### Goal
Translate this sentence from the Kafka benchmarking article below into Spanish: "Currently, the DoubleCloud platform supports AWS and GCP as cloud providers."

### Supplied text

/---

Benchmarking Apache Kafka: performance-per-price

Written by: Misha Epikhin, Head of Product Development

June 24, 2024

15 mins to read

Introduction

Our data platform provides managed services for building analytical platforms for large data sets, competing with other market solutions. In some cases, our approach can be more efficient and cost-effective than the alternatives. While we don’t cover every scenario, we are significantly cheaper and much faster in those we do, helping our clients cut infrastructure costs by 30-40% and improve analytics performance by 30 times or more.

To remain competitive, we regularly conduct internal research to identify and improve our strengths, ensuring even better deals for our customers. This article showcases one such study, comparing different environments for our Managed Service for Apache Kafka.

Currently, the DoubleCloud platform supports AWS and GCP as cloud providers. Both offer multiple compute generations and two CPU architectures (x86 with Intel and AMD, and ARM). In this article, we compare these setups using various Java Virtual Machines (JVMs) to evaluate the performance of new versions on newer processors. The ultimate goal is to find the most effective setup and achieve the best price-performance ratio for our managed service for Kafka.

If you want a TL;DR: ARM rocks. Modern expensive architecture does not always mean “better”. Click the link to jump straight to the results or proceed to find out more about the methodology and setup.

Methodology

We considered testing performance with our own service but wanted to compare it in different environments we haven’t supported yet. We wanted to check out new virtual machines, regions, and even other cloud providers. So, we started by implementing a toy project that uses baseline Kafka with different base container images. This way, we can run benchmark tools on specific hardware and measure performance.

We aim to test various configurations to identify the most interesting results. For that, we use the idea of the testing matrix to filter initial findings. We will analyze these findings in-depth using tools like perf and eBPF to refine performance further.

\---

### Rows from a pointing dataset
/---

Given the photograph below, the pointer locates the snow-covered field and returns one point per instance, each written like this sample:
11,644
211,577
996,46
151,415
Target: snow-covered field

\---

### Result
Actualmente, la plataforma DoubleCloud admite AWS y GCP como proveedores de nube.